» Liste des tâches:
1. Recopiez fidèlement un passage de l'extrait retenu. Commencez aux mots « L'approche Bottom up » et arrêtez-vous après « celui de la culture. ».
2. Dressez la liste complète des références bibliographiques citées entre parenthèses dans l'extrait retenu.

» Extrait retenu:
----------

L'installation des IAE qui découle de la mise en oeuvre de la LBCGH permet de diminuer la vitesse d'écoulement de l'eau dans les sols, de favoriser la capacité d'infiltration des sols et de dégradation des MES. Donc l'approche Top Down de la LBCGH permet d'assurer un ensemble de fonctions environnementales particulièrement intéressantes pour répondre à l'enjeu de protection et reconquête de la qualité des eaux. 

 

L'approche Bottom up

La régulation Bottom up peut se faire par de nombreuses pratiques qui jouent sur différentes étapes du cycle des bioagresseurs (adventices, maladies et ravageurs) et concourent à limiter leurs incidences sans recours aux intrants chimiques. Ils répondent à plusieurs stratégies :

Action sur la population initiale

En amont, des méthodes peuvent être mobilisées pour agir sur le stock initial de bioagresseurs (stock de graines, inoculum et larves/œufs) et limiter le développement des populations qui sont sources de contamination des cultures. Parmi ces méthodes, il y a l'allongement des rotations qui est un levier important pour éviter la spatialisation des flores adventices et des ravageurs. Par exemple, l'alternance de cycles de cultures d'hiver et de printemps permet d'éviter l'installation des adventices dont le cycle de développement est calé sur celui de la culture.

De nombreuses recherches prouvent notamment que cette stratégie permet de protéger voire de reconquérir la qualité des masses d'eau (Altieri and Nicholls, 2004; Deike et al., 2008; Scholberg et al., 2010). Par ailleurs, le travail du sol, plus particulièrement l'alternance des profondeurs de travail du sol permet une gestion efficace des stock de semences des adventices et répondre à l'enjeu de protection de la qualité des masses d'eau (Hall et al., 1991; Hall and Mumma, 1994)

Stratégie d'évitement

L'objectif est d'éviter la concordance entre la phase de contamination du bioagresseur et la période de sensibilité de la culture. Le décalage des semis est une méthode qui permet de limiter l'utilisation des intrants. Pour les céréales d'hiver, les semis trop précoces augmentent les risques d'attaque des insectes à l'automne (cas des pucerons vecteurs de la Jaunisse Nanisante de l'Orge). Retarder les dates de semis permet de les éviter, en veillant toutefois à garder des conditions favorables pour l'implantation de la culture.

----------

» Données étudiées:
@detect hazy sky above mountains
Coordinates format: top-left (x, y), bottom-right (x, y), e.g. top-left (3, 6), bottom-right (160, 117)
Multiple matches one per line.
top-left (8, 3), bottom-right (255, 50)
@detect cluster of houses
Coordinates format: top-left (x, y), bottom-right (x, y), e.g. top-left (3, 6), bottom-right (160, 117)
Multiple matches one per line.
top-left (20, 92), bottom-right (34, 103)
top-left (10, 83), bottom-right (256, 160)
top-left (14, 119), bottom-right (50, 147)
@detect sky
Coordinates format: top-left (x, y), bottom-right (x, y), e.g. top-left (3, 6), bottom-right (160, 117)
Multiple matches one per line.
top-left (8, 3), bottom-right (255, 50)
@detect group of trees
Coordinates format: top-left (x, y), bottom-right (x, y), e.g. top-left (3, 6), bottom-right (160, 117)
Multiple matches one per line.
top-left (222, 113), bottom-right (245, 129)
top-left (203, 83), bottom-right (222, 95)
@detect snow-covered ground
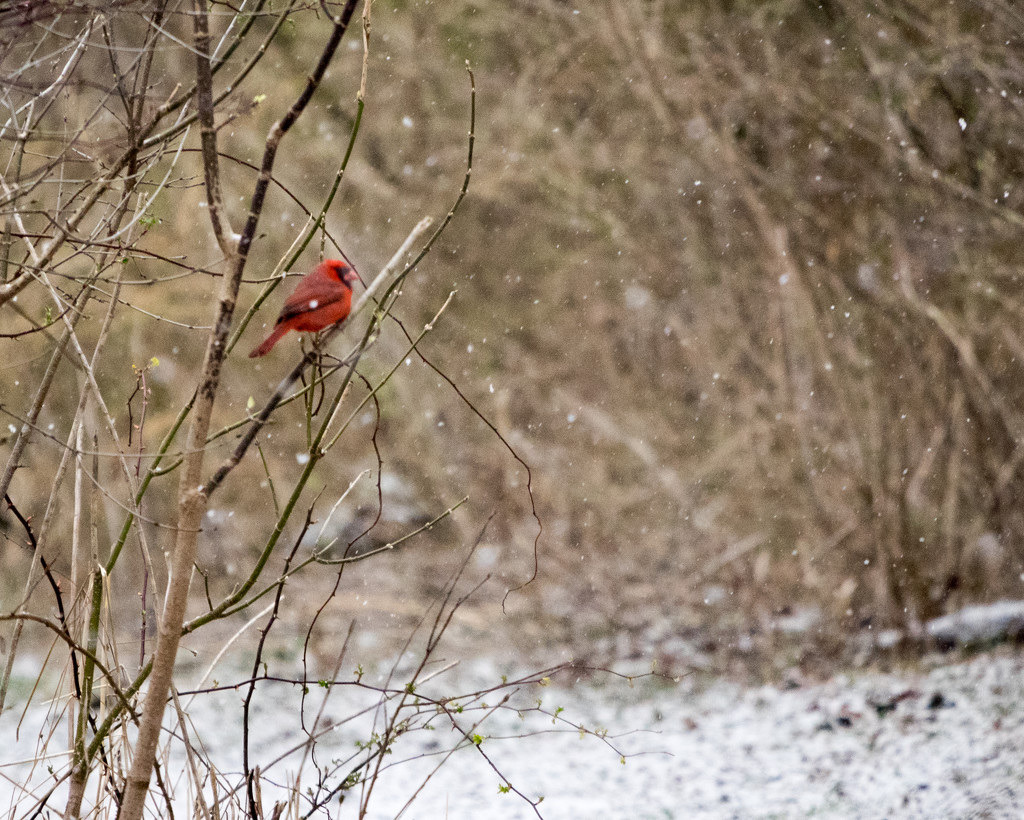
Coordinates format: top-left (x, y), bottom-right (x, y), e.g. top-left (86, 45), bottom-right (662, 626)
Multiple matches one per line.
top-left (0, 651), bottom-right (1024, 820)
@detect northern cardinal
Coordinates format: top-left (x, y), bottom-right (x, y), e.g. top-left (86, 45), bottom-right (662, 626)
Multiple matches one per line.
top-left (249, 259), bottom-right (358, 358)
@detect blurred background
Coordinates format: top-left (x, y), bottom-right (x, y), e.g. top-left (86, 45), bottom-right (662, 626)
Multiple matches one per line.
top-left (0, 0), bottom-right (1024, 679)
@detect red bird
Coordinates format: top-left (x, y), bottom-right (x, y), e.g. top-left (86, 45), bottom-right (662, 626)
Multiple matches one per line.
top-left (249, 259), bottom-right (358, 358)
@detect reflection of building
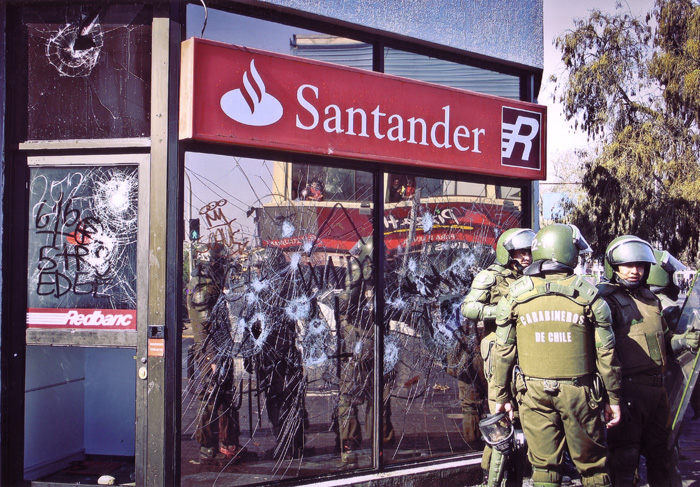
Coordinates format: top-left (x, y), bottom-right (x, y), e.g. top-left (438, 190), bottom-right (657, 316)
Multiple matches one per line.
top-left (0, 0), bottom-right (545, 486)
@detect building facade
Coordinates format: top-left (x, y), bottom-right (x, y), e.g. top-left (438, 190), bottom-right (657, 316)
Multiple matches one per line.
top-left (0, 0), bottom-right (546, 486)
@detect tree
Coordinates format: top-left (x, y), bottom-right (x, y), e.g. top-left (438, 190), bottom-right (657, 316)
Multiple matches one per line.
top-left (553, 0), bottom-right (700, 265)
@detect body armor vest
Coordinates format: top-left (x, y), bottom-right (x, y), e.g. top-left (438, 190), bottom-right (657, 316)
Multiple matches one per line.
top-left (601, 285), bottom-right (666, 375)
top-left (511, 276), bottom-right (596, 379)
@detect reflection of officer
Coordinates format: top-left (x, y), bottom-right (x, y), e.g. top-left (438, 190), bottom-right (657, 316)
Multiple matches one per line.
top-left (338, 237), bottom-right (394, 466)
top-left (489, 224), bottom-right (620, 487)
top-left (187, 244), bottom-right (240, 463)
top-left (458, 228), bottom-right (535, 483)
top-left (598, 235), bottom-right (698, 487)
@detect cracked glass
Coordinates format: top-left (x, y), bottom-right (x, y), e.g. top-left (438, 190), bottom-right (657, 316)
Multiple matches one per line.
top-left (22, 2), bottom-right (152, 140)
top-left (181, 153), bottom-right (522, 485)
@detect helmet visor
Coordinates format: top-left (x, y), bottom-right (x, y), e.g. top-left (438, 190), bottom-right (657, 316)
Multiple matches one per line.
top-left (503, 228), bottom-right (535, 253)
top-left (656, 250), bottom-right (687, 274)
top-left (606, 237), bottom-right (656, 265)
top-left (569, 225), bottom-right (593, 254)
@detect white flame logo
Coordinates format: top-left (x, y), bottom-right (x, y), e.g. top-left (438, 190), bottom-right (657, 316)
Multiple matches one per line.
top-left (220, 60), bottom-right (284, 127)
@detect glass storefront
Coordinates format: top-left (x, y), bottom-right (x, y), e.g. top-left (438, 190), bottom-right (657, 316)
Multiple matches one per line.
top-left (181, 153), bottom-right (522, 485)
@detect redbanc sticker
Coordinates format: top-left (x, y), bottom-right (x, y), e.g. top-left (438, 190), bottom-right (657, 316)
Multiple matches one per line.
top-left (27, 308), bottom-right (136, 330)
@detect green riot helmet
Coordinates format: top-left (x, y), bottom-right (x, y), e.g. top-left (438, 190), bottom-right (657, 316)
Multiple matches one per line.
top-left (647, 250), bottom-right (687, 289)
top-left (532, 223), bottom-right (591, 269)
top-left (496, 228), bottom-right (535, 266)
top-left (347, 236), bottom-right (374, 283)
top-left (605, 235), bottom-right (656, 283)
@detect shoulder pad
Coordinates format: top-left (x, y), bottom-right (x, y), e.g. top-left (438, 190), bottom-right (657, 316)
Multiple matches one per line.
top-left (596, 282), bottom-right (617, 296)
top-left (510, 276), bottom-right (535, 301)
top-left (472, 268), bottom-right (496, 289)
top-left (591, 299), bottom-right (612, 326)
top-left (570, 276), bottom-right (598, 306)
top-left (638, 287), bottom-right (661, 301)
top-left (496, 295), bottom-right (513, 325)
top-left (486, 263), bottom-right (513, 276)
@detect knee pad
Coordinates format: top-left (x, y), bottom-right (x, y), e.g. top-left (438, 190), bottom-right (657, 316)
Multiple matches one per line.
top-left (608, 445), bottom-right (639, 485)
top-left (532, 467), bottom-right (561, 487)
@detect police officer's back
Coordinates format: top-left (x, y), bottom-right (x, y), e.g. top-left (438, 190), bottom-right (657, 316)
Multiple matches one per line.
top-left (489, 224), bottom-right (620, 487)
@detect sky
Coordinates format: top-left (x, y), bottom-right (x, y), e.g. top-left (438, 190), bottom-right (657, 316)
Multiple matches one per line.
top-left (185, 0), bottom-right (654, 230)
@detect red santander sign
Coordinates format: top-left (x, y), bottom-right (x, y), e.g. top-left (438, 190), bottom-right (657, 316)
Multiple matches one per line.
top-left (180, 38), bottom-right (547, 179)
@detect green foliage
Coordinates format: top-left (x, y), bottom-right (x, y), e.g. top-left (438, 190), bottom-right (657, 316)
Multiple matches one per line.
top-left (555, 0), bottom-right (700, 264)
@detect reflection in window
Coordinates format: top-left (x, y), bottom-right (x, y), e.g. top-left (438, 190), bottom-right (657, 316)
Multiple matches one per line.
top-left (384, 48), bottom-right (520, 100)
top-left (181, 153), bottom-right (522, 485)
top-left (22, 5), bottom-right (152, 140)
top-left (292, 34), bottom-right (372, 70)
top-left (291, 164), bottom-right (372, 201)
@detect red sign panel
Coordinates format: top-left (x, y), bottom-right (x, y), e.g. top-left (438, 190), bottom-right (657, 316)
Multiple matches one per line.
top-left (27, 308), bottom-right (136, 330)
top-left (180, 38), bottom-right (547, 179)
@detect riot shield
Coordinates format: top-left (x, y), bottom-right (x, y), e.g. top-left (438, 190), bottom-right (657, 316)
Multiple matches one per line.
top-left (666, 278), bottom-right (700, 445)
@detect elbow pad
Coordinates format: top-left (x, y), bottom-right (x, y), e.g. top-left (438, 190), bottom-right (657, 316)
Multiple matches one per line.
top-left (591, 299), bottom-right (615, 350)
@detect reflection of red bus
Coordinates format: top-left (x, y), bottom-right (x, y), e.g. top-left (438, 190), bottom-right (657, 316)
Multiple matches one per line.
top-left (256, 198), bottom-right (520, 253)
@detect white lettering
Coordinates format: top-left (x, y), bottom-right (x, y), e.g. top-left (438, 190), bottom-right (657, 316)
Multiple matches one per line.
top-left (452, 125), bottom-right (469, 152)
top-left (372, 105), bottom-right (386, 139)
top-left (323, 105), bottom-right (343, 134)
top-left (345, 108), bottom-right (369, 137)
top-left (66, 310), bottom-right (132, 327)
top-left (430, 105), bottom-right (452, 149)
top-left (472, 129), bottom-right (486, 154)
top-left (408, 117), bottom-right (429, 145)
top-left (297, 85), bottom-right (318, 130)
top-left (296, 95), bottom-right (486, 153)
top-left (386, 115), bottom-right (406, 142)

----------

» Réponses dans l'ordre:
1.
L'approche Bottom up

La régulation Bottom up peut se faire par de nombreuses pratiques qui jouent sur différentes étapes du cycle des bioagresseurs (adventices, maladies et ravageurs) et concourent à limiter leurs incidences sans recours aux intrants chimiques. Ils répondent à plusieurs stratégies :

Action sur la population initiale

En amont, des méthodes peuvent être mobilisées pour agir sur le stock initial de bioagresseurs (stock de graines, inoculum et larves/œufs) et limiter le développement des populations qui sont sources de contamination des cultures. Parmi ces méthodes, il y a l'allongement des rotations qui est un levier important pour éviter la spatialisation des flores adventices et des ravageurs. Par exemple, l'alternance de cycles de cultures d'hiver et de printemps permet d'éviter l'installation des adventices dont le cycle de développement est calé sur celui de la culture.

2.
- Altieri and Nicholls, 2004
- Deike et al., 2008
- Scholberg et al., 2010
- Hall et al., 1991
- Hall and Mumma, 1994